What this task involves: Write each line exactly as it stands, from the line containing "of the macedonian" through the end of the data.

Stored records:
-=-=-

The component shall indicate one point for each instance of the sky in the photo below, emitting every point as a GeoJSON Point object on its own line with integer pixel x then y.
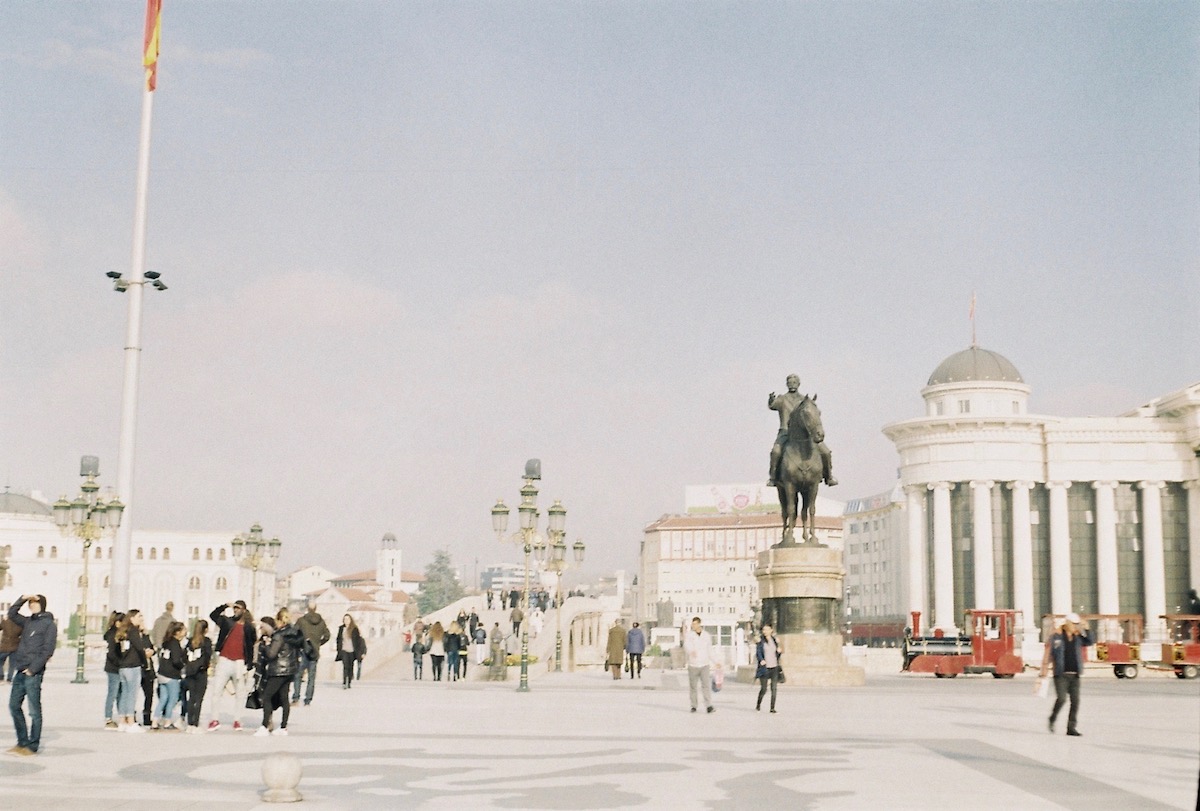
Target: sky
{"type": "Point", "coordinates": [411, 245]}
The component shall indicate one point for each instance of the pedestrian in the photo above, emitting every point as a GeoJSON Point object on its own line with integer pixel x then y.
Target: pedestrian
{"type": "Point", "coordinates": [615, 654]}
{"type": "Point", "coordinates": [316, 634]}
{"type": "Point", "coordinates": [147, 676]}
{"type": "Point", "coordinates": [479, 640]}
{"type": "Point", "coordinates": [235, 660]}
{"type": "Point", "coordinates": [351, 648]}
{"type": "Point", "coordinates": [697, 647]}
{"type": "Point", "coordinates": [39, 636]}
{"type": "Point", "coordinates": [159, 630]}
{"type": "Point", "coordinates": [418, 659]}
{"type": "Point", "coordinates": [1065, 652]}
{"type": "Point", "coordinates": [277, 661]}
{"type": "Point", "coordinates": [171, 674]}
{"type": "Point", "coordinates": [125, 649]}
{"type": "Point", "coordinates": [767, 656]}
{"type": "Point", "coordinates": [455, 646]}
{"type": "Point", "coordinates": [437, 649]}
{"type": "Point", "coordinates": [198, 654]}
{"type": "Point", "coordinates": [112, 671]}
{"type": "Point", "coordinates": [10, 637]}
{"type": "Point", "coordinates": [635, 646]}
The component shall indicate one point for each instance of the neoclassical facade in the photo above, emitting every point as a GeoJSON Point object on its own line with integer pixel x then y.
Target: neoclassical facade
{"type": "Point", "coordinates": [1044, 514]}
{"type": "Point", "coordinates": [193, 570]}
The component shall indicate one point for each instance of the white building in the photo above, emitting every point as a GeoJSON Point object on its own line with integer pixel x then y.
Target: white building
{"type": "Point", "coordinates": [193, 570]}
{"type": "Point", "coordinates": [876, 564]}
{"type": "Point", "coordinates": [701, 563]}
{"type": "Point", "coordinates": [1044, 514]}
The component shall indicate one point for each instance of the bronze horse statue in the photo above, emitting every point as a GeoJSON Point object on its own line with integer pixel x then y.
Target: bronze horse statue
{"type": "Point", "coordinates": [799, 472]}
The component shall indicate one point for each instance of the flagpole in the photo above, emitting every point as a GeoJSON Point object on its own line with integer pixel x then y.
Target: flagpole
{"type": "Point", "coordinates": [119, 593]}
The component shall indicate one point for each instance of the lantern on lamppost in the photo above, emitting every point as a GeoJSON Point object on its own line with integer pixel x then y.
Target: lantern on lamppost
{"type": "Point", "coordinates": [88, 517]}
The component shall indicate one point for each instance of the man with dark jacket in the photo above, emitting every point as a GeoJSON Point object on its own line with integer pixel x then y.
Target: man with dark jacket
{"type": "Point", "coordinates": [1065, 654]}
{"type": "Point", "coordinates": [316, 634]}
{"type": "Point", "coordinates": [235, 660]}
{"type": "Point", "coordinates": [39, 636]}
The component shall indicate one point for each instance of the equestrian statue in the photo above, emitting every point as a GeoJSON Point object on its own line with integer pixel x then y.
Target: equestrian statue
{"type": "Point", "coordinates": [799, 460]}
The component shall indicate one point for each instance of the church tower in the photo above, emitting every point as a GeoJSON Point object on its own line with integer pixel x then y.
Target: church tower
{"type": "Point", "coordinates": [388, 571]}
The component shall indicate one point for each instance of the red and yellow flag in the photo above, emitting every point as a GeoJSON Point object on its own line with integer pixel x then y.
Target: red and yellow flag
{"type": "Point", "coordinates": [150, 49]}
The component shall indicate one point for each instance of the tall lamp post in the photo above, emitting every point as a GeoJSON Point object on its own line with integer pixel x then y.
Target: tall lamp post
{"type": "Point", "coordinates": [528, 539]}
{"type": "Point", "coordinates": [88, 517]}
{"type": "Point", "coordinates": [253, 552]}
{"type": "Point", "coordinates": [558, 564]}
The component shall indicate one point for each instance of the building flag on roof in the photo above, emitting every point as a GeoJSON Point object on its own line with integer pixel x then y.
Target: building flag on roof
{"type": "Point", "coordinates": [150, 47]}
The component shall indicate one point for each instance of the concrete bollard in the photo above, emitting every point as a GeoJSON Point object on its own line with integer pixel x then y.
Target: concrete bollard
{"type": "Point", "coordinates": [282, 773]}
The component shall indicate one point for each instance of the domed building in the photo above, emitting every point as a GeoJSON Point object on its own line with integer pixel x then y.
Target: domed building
{"type": "Point", "coordinates": [1048, 515]}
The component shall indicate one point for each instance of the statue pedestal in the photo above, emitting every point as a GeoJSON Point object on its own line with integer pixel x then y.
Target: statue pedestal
{"type": "Point", "coordinates": [801, 587]}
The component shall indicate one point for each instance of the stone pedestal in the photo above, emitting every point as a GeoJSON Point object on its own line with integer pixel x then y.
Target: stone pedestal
{"type": "Point", "coordinates": [801, 587]}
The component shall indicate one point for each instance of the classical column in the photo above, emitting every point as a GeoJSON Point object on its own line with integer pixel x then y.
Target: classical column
{"type": "Point", "coordinates": [1023, 554]}
{"type": "Point", "coordinates": [984, 545]}
{"type": "Point", "coordinates": [1193, 488]}
{"type": "Point", "coordinates": [1108, 601]}
{"type": "Point", "coordinates": [916, 508]}
{"type": "Point", "coordinates": [1152, 566]}
{"type": "Point", "coordinates": [1060, 548]}
{"type": "Point", "coordinates": [943, 559]}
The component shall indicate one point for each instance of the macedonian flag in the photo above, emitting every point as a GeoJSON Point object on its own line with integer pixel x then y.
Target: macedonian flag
{"type": "Point", "coordinates": [150, 50]}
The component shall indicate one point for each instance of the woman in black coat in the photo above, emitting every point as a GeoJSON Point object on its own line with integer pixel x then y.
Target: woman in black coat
{"type": "Point", "coordinates": [198, 654]}
{"type": "Point", "coordinates": [351, 648]}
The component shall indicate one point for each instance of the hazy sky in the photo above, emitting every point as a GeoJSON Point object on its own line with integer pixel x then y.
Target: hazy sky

-=-=-

Result of this exercise:
The component shall indicate one point for each instance of the macedonian flag in the photo above, emitting every point as a GeoJSON Point object on its own line with integer pixel x then y.
Target: macedonian flag
{"type": "Point", "coordinates": [150, 50]}
The component shall indicate one point for each instance of the woman in black coat in the photo above, emitting every point as a GeoJSON Point object on its own line with integer pixel x then y.
Target: woman in black coat
{"type": "Point", "coordinates": [198, 654]}
{"type": "Point", "coordinates": [351, 648]}
The component shall indicate one point for each instance of the hazy sky in the photo above, emitting every point as a GeoJSON Point object on its own line with integer pixel x then y.
Target: hazy sky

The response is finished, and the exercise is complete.